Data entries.

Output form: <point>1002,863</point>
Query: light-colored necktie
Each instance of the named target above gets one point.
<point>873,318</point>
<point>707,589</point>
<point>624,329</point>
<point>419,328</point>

What is being asked. What's needed is a word-for-word copy of the lines from the one holding "Each instance of" through the final line of the data.

Answer below.
Each instance of the named target above gets one point.
<point>873,318</point>
<point>707,589</point>
<point>624,329</point>
<point>419,328</point>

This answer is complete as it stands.